=== To be done ===
Please rewrite the lines starting with the line containing "query (the noun phrase to segment): sunglasses" and going on through the line containing "of the sunglasses", renaming "sunglasses on head" to "eyewear on head" and leaving everything else unchanged.

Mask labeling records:
━━━━━━━━━━━━━━━━━━━━

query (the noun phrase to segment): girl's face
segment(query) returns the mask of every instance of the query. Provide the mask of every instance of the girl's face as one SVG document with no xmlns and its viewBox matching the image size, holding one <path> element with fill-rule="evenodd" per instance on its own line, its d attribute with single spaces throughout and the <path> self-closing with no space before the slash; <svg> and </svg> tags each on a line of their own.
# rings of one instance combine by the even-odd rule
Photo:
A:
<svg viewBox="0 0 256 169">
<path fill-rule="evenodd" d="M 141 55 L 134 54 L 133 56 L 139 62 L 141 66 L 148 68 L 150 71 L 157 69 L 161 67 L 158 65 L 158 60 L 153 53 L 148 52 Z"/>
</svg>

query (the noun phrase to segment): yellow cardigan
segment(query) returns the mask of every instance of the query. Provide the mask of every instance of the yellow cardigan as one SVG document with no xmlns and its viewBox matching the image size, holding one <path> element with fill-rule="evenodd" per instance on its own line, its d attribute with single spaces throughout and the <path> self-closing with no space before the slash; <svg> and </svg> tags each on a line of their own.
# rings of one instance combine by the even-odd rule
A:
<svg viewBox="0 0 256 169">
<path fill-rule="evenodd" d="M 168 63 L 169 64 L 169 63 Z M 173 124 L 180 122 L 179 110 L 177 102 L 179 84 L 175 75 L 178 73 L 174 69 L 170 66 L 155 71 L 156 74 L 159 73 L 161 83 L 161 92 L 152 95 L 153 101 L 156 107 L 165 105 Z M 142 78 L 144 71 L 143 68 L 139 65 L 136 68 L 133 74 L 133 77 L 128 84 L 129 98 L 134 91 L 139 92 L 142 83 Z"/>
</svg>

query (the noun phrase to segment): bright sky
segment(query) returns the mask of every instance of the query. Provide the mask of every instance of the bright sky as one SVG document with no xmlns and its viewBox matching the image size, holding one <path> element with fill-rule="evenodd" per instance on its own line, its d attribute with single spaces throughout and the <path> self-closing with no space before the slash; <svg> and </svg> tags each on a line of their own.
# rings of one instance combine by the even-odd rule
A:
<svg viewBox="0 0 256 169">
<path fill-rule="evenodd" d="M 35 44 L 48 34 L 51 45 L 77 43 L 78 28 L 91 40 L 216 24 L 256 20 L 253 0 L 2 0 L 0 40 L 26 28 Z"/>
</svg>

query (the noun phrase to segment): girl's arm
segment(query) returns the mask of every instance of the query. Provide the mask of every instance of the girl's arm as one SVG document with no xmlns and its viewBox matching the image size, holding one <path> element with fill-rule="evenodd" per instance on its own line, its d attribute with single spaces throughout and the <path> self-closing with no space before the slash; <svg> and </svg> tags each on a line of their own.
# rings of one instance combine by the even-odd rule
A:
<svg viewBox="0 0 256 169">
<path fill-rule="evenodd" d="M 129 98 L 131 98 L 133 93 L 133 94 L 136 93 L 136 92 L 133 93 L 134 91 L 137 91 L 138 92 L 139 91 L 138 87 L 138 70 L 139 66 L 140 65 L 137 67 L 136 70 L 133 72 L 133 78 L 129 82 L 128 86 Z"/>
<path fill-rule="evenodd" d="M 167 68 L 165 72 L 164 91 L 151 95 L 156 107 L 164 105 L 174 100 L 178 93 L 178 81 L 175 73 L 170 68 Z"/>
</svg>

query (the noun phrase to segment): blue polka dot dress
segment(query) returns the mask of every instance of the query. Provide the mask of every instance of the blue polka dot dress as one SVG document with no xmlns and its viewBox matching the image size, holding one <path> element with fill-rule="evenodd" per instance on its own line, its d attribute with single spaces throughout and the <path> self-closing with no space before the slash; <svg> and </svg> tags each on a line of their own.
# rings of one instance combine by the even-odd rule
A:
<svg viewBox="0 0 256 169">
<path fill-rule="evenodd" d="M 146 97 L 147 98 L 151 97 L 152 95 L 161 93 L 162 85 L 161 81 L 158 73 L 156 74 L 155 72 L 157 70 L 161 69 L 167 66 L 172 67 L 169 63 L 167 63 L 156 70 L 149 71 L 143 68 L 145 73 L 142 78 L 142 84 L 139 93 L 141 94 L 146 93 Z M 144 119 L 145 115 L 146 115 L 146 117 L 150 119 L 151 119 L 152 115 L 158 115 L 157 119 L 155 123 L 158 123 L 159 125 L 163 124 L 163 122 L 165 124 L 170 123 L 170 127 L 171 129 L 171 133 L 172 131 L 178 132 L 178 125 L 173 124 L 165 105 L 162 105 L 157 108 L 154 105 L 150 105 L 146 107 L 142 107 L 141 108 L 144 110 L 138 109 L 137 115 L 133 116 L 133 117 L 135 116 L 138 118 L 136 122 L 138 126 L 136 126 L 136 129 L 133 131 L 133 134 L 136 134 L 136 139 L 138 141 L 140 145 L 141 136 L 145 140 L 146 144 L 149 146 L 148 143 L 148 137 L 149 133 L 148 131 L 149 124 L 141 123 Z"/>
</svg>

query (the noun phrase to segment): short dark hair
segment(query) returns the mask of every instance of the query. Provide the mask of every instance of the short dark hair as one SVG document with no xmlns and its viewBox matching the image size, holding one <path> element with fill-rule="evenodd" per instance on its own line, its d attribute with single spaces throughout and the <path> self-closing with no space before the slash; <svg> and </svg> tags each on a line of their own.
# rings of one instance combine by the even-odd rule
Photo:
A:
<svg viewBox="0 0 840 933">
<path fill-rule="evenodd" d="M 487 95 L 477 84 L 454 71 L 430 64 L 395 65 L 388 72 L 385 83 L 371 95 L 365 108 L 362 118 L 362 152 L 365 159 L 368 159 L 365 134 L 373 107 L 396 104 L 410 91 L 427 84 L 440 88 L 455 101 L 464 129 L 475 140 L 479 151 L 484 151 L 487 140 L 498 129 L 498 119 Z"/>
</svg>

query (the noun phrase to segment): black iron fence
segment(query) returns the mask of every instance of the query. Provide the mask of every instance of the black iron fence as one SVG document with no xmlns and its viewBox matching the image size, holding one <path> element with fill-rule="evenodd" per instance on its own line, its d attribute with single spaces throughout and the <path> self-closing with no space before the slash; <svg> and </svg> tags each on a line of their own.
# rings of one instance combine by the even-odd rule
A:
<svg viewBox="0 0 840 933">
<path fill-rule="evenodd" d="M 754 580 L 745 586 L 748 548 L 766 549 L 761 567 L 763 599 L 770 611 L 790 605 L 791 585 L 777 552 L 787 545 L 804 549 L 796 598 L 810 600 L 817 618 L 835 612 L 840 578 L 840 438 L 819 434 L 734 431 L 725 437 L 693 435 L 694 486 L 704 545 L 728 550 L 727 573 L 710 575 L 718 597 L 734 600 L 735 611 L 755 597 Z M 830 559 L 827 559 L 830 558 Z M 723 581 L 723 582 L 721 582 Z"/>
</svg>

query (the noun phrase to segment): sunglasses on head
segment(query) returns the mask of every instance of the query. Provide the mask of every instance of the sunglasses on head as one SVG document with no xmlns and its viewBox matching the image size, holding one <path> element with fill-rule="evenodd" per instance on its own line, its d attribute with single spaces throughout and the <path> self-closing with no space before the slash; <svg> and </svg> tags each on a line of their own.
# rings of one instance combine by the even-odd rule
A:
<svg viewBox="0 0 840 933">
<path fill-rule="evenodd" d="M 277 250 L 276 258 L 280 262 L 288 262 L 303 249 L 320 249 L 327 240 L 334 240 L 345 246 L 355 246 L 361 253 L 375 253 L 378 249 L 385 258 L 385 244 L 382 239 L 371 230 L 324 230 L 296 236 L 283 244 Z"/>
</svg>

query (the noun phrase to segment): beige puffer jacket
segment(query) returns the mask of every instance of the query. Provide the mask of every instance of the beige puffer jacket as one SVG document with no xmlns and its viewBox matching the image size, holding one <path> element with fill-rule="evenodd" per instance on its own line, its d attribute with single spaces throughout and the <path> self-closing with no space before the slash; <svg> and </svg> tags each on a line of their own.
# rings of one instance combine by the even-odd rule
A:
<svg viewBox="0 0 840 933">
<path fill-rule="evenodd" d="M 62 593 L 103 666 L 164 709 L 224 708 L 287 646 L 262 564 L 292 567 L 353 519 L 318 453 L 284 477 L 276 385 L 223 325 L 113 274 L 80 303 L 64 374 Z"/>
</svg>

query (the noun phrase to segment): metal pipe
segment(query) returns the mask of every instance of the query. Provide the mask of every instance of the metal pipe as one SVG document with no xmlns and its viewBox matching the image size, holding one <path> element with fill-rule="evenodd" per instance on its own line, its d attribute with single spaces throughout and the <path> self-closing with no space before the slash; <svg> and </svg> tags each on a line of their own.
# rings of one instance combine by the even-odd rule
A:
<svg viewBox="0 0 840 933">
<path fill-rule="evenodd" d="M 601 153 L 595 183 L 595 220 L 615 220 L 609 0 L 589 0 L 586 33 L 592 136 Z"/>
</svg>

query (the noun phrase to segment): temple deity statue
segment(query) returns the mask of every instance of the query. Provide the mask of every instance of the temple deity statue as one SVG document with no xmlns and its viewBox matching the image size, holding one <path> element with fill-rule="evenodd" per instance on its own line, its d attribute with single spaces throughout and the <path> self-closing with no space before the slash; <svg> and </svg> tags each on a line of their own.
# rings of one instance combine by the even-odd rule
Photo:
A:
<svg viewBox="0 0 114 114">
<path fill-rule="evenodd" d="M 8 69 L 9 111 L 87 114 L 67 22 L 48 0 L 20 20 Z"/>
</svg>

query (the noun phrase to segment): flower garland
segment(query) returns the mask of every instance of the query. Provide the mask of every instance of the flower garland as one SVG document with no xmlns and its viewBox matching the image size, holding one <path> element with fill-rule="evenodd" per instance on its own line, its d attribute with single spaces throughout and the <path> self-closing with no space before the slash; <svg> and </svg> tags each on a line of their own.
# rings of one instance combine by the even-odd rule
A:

━━━━━━━━━━━━━━━━━━━━

=== Answer to this exercise ===
query (the noun phrase to segment): eyewear on head
segment(query) returns the mask of every instance of the query. Provide the mask of every instance of the eyewear on head as one SVG document with no xmlns and its viewBox matching the image size, holding one <path> element with fill-rule="evenodd" per instance on its own line, its d attribute with single spaces throughout and the <path> self-closing with no space before the slash; <svg> and </svg> tags each on a line of their own.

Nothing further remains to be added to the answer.